* Record list

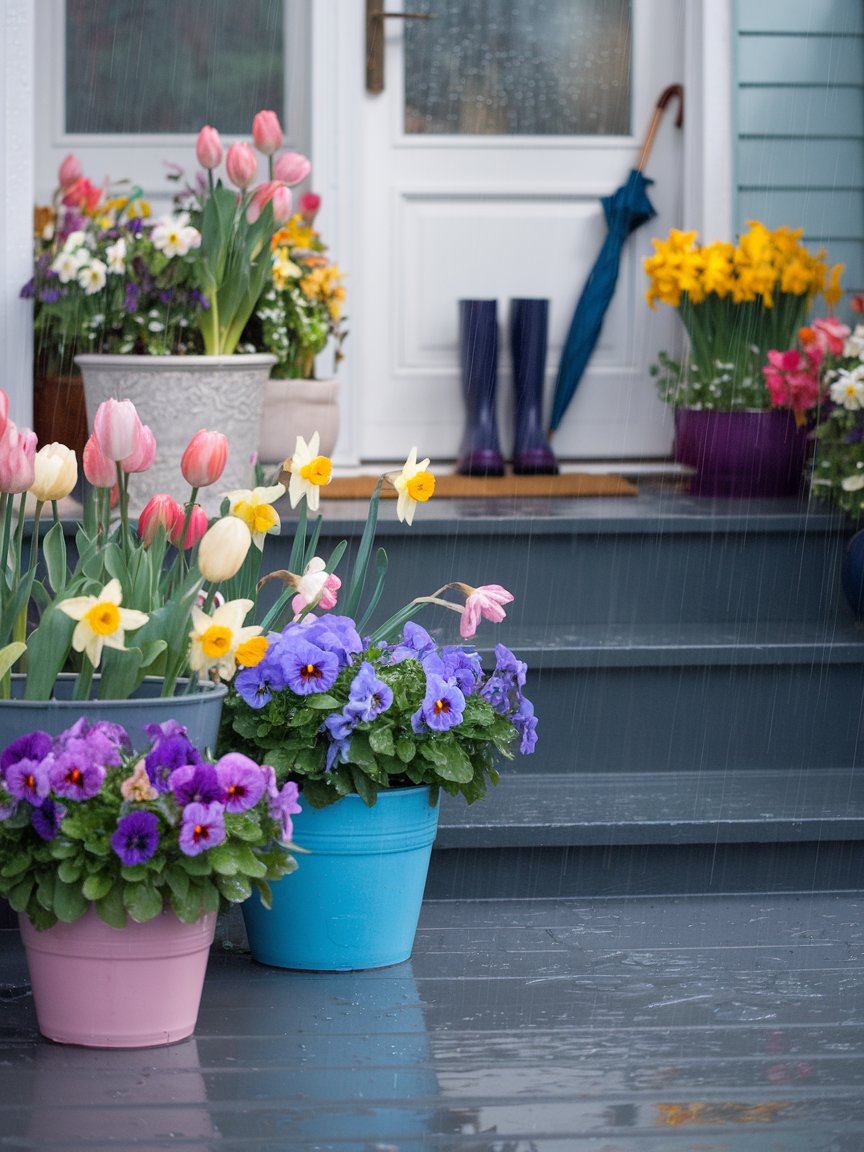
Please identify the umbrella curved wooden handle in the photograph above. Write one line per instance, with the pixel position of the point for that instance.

==

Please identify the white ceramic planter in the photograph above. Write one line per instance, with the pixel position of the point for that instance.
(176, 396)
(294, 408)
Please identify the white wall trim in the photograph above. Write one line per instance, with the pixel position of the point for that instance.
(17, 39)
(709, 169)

* Stated exercise
Pick out every line in the listing above that contains the word "white", and copy each of those lines in full.

* Expected answer
Please identify the white ceramic planter in the photograph above. Write one line per instance, with the pixel position of the point for that instance.
Please identify the white wall trim in the photograph above. Write one line per instance, with the pixel position of the point for that instance.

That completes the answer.